<<<<

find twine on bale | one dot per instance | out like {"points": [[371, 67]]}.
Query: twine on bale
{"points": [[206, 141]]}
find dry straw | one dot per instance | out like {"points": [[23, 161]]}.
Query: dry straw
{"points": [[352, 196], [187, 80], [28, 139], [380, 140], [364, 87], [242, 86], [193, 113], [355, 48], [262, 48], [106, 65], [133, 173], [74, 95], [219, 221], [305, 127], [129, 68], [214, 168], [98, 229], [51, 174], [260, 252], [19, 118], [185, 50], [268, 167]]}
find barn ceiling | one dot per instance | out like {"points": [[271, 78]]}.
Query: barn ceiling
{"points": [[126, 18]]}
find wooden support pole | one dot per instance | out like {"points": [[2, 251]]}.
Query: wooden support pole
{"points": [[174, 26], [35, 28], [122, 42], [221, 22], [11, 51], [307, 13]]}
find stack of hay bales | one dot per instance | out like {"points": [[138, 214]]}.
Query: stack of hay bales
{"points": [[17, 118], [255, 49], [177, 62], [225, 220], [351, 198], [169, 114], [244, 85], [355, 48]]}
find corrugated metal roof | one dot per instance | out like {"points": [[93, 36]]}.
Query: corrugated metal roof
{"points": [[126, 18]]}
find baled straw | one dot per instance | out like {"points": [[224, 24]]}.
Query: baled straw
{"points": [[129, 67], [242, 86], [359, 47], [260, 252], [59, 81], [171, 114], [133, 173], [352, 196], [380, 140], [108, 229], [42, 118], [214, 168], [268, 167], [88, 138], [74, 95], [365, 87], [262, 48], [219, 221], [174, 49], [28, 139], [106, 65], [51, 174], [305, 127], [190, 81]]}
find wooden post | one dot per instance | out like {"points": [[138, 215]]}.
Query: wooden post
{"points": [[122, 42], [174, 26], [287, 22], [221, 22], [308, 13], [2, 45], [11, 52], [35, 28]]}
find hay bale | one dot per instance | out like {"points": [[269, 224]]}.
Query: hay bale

>>>>

What to produce: Reproduce all of the lines above, substituting "loose straw" for every occurrence of "dry straw" and leaving everything else unchanged.

Solved problem:
find twine on bale | one dot per instance | out like {"points": [[371, 67]]}.
Query: twine on bale
{"points": [[206, 141]]}
find loose straw | one dot per instance | out like {"points": [[23, 161]]}.
Query: loose straw
{"points": [[352, 196], [187, 80], [28, 139], [380, 140], [364, 87], [242, 86], [193, 113], [355, 48], [262, 48], [106, 65], [133, 173], [74, 95], [219, 221], [305, 127], [129, 68], [214, 168], [98, 229], [51, 174], [260, 252], [19, 118], [185, 50], [268, 167]]}
find barn ceiling | one dot per instance | out like {"points": [[271, 78]]}.
Query: barn ceiling
{"points": [[126, 18]]}
find wooden support pole | one dot per instance | out like {"points": [[2, 251]]}.
Query: wooden support pole
{"points": [[174, 26], [35, 28], [122, 42], [221, 22], [11, 51], [307, 13]]}
find stack of hay bales | one dot per instance | out like {"points": [[138, 214]]}.
Query: stack of hay bales
{"points": [[17, 118], [255, 49], [177, 62], [225, 220], [351, 198], [169, 114], [244, 85], [355, 48]]}
find corrugated metal roof | one dot per instance | out like {"points": [[93, 36]]}.
Query: corrugated metal roof
{"points": [[126, 18]]}
find baled straw | one dot per instance | out like {"points": [[224, 24]]}.
Query: baled straw
{"points": [[129, 67], [242, 86], [359, 47], [260, 252], [59, 81], [171, 114], [133, 173], [352, 196], [380, 140], [108, 229], [42, 118], [214, 168], [268, 167], [88, 138], [74, 95], [365, 87], [262, 48], [219, 221], [174, 49], [28, 139], [106, 65], [51, 174], [305, 127], [190, 81]]}
find wooden post | one dot per instance | out like {"points": [[138, 215]]}.
Query: wooden post
{"points": [[122, 42], [174, 26], [287, 22], [221, 22], [308, 13], [2, 45], [11, 52], [35, 28]]}
find hay bale | one dot per instance | out like {"points": [[269, 224]]}.
Query: hay bale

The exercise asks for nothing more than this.